PROVIDED INFORMATION:

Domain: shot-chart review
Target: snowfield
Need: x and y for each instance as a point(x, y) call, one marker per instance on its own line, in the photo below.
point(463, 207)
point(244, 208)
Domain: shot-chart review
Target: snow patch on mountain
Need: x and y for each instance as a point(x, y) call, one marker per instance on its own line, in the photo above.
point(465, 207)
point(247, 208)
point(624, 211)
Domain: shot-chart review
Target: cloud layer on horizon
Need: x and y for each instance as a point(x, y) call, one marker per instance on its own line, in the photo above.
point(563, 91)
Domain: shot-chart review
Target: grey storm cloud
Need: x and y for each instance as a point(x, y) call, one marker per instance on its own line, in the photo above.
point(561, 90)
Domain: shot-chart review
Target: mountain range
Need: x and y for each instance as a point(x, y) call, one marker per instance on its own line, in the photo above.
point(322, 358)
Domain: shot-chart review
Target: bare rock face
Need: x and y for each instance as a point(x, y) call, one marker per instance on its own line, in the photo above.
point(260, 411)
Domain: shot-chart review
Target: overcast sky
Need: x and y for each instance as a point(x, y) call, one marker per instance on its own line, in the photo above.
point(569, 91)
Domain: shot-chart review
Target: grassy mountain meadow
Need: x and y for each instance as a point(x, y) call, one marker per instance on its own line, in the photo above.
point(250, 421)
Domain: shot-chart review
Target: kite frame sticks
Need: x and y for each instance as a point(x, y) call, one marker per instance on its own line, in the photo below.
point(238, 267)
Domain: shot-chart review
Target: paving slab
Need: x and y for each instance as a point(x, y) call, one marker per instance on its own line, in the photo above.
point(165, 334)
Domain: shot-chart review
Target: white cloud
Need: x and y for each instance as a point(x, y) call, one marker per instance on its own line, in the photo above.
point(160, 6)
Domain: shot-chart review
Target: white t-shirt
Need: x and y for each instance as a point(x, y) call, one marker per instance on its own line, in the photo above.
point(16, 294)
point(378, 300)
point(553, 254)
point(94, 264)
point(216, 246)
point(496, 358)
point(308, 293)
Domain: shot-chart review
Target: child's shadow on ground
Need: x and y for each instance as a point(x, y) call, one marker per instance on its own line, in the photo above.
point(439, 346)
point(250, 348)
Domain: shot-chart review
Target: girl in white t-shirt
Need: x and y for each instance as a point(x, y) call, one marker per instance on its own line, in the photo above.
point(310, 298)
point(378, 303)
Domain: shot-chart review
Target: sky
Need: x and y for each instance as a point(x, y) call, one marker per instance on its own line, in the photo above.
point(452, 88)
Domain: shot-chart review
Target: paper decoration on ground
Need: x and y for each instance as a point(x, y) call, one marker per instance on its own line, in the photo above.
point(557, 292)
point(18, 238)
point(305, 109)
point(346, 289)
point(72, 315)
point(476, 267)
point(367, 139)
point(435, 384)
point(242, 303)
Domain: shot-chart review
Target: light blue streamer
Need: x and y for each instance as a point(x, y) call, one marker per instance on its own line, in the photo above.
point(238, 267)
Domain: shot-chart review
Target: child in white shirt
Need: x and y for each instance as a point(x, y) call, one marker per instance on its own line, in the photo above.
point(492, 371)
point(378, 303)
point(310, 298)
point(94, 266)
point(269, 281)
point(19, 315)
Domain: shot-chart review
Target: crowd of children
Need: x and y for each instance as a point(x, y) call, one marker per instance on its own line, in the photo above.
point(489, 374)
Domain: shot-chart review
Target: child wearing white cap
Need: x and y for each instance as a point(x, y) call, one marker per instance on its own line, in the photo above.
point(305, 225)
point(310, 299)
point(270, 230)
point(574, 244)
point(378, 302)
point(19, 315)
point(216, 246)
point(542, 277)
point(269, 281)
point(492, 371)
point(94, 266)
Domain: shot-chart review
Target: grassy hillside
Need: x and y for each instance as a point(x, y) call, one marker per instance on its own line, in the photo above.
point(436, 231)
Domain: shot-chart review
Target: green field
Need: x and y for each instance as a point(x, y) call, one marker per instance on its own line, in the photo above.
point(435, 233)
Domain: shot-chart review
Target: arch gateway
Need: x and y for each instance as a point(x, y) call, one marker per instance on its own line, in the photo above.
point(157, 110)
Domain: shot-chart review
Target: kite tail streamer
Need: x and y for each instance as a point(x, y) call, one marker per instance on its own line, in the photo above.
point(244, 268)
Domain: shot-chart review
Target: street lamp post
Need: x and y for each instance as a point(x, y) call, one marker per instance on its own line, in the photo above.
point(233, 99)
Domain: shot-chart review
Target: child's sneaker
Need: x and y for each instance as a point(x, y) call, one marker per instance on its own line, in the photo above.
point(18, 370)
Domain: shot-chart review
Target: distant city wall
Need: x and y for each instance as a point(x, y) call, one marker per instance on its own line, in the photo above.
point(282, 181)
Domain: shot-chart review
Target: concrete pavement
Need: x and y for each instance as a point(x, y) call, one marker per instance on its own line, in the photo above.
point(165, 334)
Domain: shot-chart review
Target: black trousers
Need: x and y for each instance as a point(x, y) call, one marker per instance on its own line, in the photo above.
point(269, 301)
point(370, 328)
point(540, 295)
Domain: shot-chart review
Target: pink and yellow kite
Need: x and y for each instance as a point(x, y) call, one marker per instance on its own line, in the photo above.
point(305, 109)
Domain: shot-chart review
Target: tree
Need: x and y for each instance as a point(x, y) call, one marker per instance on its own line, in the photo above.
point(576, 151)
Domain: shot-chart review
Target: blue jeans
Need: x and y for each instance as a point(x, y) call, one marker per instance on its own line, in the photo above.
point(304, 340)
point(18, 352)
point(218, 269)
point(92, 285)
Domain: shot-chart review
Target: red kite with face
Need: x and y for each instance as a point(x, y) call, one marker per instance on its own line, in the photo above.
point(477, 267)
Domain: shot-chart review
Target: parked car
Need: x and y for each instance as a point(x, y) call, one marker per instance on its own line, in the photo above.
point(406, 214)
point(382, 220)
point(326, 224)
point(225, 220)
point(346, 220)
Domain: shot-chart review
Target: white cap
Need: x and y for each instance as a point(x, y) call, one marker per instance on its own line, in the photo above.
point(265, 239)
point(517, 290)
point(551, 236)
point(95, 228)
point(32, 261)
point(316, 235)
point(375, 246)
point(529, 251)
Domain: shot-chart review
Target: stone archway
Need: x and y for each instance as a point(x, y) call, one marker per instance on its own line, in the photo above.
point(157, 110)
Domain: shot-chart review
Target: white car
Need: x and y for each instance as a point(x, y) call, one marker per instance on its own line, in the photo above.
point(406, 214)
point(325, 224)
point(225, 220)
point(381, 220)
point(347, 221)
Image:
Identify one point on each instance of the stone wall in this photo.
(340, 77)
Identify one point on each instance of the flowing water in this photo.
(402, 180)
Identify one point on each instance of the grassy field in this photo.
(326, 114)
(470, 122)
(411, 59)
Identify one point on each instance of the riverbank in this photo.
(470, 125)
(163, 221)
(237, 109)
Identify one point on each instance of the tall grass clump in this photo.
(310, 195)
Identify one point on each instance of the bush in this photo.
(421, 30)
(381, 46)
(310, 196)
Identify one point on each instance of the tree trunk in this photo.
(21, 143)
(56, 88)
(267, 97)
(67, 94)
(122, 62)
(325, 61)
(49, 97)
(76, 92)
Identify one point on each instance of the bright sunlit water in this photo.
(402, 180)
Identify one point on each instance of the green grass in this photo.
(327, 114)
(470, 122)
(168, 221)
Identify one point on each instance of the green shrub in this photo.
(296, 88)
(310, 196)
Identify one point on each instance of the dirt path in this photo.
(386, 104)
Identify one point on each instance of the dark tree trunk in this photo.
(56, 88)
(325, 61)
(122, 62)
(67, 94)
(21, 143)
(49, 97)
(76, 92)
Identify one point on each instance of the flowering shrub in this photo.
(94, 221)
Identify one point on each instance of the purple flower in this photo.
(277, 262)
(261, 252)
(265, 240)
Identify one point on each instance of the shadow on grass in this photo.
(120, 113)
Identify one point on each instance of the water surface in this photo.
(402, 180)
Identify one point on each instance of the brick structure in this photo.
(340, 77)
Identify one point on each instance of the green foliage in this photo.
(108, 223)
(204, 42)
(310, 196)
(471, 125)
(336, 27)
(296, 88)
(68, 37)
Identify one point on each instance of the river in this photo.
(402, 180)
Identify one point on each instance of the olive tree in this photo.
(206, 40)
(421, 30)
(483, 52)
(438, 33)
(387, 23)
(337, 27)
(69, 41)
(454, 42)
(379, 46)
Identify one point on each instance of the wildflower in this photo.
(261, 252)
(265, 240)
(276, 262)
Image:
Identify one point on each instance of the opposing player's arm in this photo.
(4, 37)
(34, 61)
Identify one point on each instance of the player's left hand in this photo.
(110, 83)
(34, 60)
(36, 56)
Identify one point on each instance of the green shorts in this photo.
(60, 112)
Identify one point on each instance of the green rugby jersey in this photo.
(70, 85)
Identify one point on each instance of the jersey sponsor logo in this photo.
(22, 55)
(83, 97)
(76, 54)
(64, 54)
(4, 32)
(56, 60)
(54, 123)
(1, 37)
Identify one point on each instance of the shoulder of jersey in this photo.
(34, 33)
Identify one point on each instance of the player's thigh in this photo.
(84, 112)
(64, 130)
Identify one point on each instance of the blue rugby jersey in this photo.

PROBLEM TO WORK ON:
Find every line in the listing that holds the string "ground", then say how many there are as a bare number.

RESULT OF THE TASK:
2